Exercise brief
Filter these entries, keeping only lines that hold the word "stone".

Region pointing data
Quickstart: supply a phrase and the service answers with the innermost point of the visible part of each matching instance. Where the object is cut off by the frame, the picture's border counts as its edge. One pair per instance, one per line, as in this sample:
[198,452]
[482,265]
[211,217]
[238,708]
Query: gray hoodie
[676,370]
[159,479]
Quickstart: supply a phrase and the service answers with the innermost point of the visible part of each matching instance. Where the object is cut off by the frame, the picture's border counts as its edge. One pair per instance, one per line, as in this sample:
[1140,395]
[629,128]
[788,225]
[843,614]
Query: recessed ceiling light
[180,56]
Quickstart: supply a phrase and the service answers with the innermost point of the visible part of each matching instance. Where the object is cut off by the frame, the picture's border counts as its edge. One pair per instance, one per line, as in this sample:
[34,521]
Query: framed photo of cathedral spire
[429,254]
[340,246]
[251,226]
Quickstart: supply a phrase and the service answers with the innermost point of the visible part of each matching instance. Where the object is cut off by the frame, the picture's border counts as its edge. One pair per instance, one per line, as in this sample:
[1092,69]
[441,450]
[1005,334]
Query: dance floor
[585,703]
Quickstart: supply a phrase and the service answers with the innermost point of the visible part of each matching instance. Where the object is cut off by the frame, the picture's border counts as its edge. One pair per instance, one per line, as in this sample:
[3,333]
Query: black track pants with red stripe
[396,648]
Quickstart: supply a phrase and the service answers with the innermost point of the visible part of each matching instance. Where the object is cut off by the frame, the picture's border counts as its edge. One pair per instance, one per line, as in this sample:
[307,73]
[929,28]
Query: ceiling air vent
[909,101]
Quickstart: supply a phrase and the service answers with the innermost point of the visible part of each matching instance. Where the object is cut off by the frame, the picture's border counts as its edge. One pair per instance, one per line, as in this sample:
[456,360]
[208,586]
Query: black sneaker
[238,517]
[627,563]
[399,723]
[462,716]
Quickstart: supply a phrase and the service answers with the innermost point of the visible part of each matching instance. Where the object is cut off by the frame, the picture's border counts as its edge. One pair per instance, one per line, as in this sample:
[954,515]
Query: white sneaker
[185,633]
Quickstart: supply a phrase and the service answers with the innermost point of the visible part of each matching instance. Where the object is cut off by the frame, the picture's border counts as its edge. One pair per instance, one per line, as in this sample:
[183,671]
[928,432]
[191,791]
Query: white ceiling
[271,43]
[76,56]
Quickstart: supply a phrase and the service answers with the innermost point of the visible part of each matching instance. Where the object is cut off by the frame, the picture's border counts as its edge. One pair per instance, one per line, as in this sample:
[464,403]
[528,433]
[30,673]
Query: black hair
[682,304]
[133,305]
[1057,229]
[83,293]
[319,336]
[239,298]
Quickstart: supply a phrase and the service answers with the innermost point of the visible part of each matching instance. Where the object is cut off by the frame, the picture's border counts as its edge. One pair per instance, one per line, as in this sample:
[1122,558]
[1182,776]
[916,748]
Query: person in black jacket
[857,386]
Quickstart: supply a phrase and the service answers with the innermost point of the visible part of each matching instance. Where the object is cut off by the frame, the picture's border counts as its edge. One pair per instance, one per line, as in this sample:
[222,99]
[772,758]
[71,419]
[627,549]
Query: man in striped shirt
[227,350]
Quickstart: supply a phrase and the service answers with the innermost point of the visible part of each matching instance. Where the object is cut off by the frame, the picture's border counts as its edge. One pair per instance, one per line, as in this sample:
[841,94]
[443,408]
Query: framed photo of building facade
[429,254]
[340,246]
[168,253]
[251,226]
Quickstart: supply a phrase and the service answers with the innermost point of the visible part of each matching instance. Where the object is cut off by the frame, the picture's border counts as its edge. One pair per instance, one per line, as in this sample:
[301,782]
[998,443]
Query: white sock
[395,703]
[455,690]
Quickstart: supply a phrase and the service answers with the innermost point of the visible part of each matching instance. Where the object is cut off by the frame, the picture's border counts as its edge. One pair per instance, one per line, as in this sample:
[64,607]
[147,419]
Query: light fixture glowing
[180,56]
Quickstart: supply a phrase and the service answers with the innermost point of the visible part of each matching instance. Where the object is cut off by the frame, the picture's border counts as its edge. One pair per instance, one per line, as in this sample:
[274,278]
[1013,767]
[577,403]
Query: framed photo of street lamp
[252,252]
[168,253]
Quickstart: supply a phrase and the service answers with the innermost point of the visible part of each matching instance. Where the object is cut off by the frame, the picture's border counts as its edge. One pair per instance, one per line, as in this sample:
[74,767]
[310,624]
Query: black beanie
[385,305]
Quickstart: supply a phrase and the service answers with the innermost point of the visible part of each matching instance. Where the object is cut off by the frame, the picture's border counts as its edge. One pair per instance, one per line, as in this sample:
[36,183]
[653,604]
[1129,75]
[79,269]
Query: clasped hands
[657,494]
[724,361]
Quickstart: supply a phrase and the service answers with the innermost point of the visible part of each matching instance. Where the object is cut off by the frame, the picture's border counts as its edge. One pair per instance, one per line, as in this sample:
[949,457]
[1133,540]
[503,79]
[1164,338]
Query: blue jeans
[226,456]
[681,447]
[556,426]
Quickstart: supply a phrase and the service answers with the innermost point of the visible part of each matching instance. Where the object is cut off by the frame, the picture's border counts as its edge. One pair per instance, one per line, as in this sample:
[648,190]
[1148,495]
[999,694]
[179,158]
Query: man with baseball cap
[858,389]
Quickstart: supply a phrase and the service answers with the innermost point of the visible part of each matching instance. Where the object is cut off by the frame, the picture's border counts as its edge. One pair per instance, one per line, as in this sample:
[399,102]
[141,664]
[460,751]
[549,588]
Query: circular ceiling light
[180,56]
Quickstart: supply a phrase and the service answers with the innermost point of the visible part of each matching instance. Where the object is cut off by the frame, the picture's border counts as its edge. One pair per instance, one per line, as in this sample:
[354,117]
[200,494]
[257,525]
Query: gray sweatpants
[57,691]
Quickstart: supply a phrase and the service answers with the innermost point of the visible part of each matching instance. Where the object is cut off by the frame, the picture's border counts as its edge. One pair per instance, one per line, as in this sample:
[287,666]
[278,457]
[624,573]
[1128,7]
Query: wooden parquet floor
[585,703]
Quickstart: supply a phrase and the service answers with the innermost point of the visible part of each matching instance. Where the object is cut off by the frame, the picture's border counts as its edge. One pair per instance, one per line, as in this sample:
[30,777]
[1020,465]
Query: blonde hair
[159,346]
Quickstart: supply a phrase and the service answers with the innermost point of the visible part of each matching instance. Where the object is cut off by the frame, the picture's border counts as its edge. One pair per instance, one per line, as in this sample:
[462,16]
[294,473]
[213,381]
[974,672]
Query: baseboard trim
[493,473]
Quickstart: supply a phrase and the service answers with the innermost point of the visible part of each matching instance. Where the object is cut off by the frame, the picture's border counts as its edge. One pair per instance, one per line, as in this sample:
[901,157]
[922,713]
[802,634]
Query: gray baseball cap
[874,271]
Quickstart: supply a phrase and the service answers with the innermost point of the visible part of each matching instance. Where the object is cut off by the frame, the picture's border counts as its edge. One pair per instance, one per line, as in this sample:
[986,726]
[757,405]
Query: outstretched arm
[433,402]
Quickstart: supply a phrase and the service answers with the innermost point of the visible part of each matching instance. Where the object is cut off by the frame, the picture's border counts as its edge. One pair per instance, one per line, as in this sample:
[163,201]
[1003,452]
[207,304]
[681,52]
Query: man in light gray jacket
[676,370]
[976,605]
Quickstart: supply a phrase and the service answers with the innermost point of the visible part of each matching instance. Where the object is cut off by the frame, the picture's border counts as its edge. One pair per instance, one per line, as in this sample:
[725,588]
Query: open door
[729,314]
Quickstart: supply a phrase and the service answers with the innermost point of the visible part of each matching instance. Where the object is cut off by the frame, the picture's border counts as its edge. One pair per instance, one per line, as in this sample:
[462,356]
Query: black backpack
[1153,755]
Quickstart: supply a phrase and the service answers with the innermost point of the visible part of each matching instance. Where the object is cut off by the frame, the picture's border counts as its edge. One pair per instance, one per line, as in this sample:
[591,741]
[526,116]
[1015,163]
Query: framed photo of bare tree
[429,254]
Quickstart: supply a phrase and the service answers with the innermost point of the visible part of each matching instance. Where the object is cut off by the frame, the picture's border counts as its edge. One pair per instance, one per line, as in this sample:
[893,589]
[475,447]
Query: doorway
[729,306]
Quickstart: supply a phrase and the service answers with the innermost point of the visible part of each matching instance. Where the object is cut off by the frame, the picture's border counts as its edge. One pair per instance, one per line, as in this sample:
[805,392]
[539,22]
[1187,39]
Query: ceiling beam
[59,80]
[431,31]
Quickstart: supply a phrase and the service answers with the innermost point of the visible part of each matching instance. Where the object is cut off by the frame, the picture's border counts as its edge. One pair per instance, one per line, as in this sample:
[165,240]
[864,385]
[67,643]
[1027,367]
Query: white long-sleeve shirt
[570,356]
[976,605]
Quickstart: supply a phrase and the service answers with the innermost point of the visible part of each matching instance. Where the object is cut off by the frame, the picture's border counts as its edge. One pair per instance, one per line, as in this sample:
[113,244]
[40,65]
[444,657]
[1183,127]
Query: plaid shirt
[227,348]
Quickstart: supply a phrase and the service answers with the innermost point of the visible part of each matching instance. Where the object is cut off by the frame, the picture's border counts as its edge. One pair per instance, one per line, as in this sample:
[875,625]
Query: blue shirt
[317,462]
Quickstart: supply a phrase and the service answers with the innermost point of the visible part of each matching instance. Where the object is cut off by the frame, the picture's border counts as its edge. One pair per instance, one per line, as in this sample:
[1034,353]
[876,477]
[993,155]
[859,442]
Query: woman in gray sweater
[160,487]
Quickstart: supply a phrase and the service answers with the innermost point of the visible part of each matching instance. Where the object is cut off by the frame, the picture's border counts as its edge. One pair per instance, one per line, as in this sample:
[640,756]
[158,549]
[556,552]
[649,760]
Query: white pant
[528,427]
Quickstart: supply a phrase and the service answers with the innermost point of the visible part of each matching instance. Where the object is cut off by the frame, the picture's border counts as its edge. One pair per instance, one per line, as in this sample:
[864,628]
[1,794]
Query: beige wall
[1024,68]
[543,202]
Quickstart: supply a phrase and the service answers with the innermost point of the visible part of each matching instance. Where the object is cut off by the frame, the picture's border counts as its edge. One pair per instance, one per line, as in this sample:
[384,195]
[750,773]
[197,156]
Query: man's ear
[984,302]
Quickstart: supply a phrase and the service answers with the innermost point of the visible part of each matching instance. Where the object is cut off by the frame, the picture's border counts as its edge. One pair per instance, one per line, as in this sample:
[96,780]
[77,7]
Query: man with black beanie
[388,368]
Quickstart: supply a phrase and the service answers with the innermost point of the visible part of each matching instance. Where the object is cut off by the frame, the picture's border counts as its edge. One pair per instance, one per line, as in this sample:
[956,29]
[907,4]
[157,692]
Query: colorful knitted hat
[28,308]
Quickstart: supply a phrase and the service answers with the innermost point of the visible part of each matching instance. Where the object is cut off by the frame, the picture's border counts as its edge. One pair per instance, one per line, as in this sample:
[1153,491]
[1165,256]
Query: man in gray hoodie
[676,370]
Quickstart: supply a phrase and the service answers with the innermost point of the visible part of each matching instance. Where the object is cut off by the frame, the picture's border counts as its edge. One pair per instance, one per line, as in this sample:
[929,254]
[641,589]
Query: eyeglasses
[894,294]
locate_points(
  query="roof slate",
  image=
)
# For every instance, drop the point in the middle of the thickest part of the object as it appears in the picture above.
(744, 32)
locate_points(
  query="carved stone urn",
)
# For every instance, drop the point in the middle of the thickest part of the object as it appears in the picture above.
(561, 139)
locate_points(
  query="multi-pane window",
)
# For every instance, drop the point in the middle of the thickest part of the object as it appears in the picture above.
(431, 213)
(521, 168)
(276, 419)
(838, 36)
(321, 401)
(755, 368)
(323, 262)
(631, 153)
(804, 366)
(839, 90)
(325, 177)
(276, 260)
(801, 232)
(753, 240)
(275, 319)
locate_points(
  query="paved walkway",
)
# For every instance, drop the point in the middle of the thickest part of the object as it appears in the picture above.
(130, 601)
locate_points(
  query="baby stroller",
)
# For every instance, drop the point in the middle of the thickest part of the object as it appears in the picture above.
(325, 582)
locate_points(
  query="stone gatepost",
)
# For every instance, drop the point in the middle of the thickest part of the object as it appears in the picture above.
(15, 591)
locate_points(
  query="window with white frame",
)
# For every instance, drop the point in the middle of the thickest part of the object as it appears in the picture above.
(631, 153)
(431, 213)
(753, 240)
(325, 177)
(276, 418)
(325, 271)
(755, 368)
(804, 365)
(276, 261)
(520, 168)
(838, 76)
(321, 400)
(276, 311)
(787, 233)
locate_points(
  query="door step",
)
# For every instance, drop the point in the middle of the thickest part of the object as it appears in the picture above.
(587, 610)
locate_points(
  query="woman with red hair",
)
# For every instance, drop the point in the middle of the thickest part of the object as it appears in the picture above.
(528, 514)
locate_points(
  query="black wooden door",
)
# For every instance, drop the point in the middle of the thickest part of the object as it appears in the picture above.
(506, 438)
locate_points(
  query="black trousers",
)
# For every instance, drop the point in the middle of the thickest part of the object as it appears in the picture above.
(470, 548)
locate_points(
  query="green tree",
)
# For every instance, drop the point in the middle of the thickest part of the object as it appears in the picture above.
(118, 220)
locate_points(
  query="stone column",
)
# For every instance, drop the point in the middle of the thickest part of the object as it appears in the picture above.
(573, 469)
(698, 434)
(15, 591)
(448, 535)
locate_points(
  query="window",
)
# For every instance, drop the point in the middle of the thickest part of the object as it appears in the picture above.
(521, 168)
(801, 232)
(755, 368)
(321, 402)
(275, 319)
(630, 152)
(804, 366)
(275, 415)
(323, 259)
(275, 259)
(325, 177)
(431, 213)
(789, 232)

Answer space
  query="carved stone urn",
  query="stone gatepost",
  query="stone column",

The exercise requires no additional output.